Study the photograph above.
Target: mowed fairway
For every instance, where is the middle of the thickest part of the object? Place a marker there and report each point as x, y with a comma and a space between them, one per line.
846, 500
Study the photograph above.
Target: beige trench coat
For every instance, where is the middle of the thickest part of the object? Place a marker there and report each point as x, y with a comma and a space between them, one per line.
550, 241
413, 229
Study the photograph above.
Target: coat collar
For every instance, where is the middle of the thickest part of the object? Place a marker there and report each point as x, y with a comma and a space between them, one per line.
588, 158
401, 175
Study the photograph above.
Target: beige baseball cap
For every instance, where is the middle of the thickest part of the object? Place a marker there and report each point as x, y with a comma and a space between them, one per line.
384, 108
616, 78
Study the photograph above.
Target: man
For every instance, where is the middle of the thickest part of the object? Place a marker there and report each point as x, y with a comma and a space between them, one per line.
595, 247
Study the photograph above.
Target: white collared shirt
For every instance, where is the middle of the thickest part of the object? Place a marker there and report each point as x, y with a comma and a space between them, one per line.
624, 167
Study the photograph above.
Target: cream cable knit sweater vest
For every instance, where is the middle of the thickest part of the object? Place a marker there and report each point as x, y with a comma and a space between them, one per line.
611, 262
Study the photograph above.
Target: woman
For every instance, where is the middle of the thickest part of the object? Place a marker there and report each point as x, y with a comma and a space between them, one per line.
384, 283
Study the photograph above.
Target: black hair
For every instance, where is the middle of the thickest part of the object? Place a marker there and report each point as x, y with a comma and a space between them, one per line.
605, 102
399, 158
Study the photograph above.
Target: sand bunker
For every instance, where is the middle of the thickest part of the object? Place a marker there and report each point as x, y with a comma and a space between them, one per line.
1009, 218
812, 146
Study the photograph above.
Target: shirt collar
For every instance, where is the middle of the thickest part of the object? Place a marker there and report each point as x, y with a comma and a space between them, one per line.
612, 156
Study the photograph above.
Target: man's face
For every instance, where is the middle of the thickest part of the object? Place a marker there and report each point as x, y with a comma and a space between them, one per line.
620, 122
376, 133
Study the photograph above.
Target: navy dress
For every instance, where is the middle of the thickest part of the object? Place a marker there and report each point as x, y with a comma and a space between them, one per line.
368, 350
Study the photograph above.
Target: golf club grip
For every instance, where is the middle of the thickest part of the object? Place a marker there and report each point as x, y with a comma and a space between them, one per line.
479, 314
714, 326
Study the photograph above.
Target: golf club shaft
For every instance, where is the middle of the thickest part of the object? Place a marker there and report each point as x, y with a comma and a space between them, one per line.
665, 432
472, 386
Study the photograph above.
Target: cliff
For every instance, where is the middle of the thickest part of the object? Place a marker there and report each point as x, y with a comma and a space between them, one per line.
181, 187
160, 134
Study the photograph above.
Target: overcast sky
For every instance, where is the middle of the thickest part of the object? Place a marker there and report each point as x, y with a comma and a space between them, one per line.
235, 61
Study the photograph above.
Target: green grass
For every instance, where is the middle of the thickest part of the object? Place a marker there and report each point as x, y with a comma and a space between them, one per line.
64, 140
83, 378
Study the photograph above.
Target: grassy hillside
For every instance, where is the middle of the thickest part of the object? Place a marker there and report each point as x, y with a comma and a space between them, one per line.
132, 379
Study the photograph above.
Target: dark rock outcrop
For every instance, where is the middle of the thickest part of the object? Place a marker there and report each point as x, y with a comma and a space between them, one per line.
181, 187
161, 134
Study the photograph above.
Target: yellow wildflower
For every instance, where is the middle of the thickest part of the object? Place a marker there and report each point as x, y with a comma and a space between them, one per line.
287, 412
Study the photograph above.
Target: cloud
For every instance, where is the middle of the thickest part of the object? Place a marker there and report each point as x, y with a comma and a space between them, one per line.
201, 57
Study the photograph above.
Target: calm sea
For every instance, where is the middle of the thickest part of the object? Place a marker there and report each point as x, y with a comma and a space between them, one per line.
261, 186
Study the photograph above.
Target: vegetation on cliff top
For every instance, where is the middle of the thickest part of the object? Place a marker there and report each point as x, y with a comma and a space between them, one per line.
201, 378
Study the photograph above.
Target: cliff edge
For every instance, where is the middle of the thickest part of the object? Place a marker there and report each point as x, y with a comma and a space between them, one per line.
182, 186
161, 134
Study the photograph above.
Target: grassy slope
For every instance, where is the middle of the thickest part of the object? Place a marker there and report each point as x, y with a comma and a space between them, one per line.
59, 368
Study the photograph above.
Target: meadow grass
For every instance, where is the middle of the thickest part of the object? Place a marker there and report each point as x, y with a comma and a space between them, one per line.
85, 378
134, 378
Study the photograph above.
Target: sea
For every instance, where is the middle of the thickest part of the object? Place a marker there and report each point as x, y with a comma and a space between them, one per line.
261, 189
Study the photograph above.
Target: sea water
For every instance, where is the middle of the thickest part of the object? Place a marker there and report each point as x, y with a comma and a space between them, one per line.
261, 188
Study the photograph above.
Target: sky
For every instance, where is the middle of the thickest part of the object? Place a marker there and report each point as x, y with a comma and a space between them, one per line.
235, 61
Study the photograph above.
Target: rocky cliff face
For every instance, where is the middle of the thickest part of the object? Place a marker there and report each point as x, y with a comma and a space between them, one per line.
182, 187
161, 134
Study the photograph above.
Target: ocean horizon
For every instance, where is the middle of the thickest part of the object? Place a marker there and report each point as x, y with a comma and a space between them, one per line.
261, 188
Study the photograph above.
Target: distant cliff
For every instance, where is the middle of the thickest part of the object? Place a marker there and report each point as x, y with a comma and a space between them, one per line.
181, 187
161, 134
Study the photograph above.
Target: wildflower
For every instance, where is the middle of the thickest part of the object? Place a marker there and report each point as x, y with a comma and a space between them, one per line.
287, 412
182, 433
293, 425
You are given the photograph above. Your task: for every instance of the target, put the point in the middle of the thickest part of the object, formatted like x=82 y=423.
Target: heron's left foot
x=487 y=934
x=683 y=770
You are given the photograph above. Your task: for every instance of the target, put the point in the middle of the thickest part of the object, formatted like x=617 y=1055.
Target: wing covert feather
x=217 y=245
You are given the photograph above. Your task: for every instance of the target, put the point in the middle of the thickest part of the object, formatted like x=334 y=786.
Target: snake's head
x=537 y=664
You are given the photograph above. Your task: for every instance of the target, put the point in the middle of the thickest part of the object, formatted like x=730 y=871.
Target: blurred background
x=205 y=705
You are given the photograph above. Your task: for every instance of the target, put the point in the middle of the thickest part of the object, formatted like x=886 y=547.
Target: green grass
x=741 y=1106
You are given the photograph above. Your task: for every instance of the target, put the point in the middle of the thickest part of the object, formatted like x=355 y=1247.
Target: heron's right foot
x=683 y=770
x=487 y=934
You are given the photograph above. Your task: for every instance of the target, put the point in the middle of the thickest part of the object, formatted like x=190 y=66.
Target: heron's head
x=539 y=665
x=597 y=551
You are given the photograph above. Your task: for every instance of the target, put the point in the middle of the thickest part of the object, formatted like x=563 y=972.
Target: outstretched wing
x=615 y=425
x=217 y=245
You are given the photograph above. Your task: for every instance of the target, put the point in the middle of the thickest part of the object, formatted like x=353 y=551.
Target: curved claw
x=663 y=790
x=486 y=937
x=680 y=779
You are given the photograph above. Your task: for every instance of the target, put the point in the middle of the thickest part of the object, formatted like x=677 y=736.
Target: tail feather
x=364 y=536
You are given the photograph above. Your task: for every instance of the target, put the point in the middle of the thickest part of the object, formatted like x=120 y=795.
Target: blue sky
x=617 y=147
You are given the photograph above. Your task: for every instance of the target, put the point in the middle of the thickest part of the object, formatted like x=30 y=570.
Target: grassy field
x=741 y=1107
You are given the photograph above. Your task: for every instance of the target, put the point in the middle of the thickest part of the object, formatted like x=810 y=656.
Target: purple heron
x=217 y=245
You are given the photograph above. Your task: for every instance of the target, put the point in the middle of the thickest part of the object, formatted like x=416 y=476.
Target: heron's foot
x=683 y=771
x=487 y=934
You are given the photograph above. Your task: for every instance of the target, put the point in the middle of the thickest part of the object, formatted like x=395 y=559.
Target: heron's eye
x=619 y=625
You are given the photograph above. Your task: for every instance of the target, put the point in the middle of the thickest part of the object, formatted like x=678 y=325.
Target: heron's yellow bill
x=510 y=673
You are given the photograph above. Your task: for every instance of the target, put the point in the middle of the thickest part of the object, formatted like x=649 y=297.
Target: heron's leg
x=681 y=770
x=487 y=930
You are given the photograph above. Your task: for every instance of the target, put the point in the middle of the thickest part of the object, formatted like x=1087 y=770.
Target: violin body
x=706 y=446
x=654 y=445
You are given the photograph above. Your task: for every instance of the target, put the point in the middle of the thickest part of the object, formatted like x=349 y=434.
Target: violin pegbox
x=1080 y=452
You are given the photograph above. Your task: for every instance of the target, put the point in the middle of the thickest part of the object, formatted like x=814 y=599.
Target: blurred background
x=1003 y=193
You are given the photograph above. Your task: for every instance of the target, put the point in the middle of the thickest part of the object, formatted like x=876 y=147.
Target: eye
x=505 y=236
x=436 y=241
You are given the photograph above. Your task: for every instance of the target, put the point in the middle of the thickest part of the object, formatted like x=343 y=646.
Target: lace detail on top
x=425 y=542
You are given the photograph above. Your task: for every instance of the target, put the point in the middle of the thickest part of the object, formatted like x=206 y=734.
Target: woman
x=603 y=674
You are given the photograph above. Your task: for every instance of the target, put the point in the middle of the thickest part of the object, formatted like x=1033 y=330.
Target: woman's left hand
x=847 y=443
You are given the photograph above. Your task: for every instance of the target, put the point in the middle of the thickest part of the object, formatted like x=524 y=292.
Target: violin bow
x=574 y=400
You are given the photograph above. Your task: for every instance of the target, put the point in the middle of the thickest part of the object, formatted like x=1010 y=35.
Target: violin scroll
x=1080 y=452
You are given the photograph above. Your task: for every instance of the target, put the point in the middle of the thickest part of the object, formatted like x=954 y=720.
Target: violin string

----

» **EXERCISE DETAILS**
Lines from the one containing "like x=206 y=734." through the final line are to be given again verbatim, with nothing before or after.

» **TASK ANSWER**
You are given the photograph above. Your task: for every instance of the target, put the point in the middle of the thickest part of the object, formatted like x=206 y=734.
Target: woman
x=603 y=674
You are given the photograph above. Your task: for every instance of the target, put the point in the middle of the thickest part of the object, formatted like x=1033 y=330.
Target: woman's left hand
x=847 y=443
You are given the photograph above. Your task: for every instance of the target, put the point in the middle of the thickest part of the object, formatted like x=524 y=292.
Target: violin bow
x=574 y=400
You are given the photograph above. Your task: for every instance of the target, put the point in the middle of the thickest part of the object, formatted like x=1010 y=35.
Target: violin scroll
x=1080 y=452
You are given the photograph above. Your task: for every instance of the target, put the point in the middle of the thickest part of the object, formatted like x=954 y=720.
Target: violin string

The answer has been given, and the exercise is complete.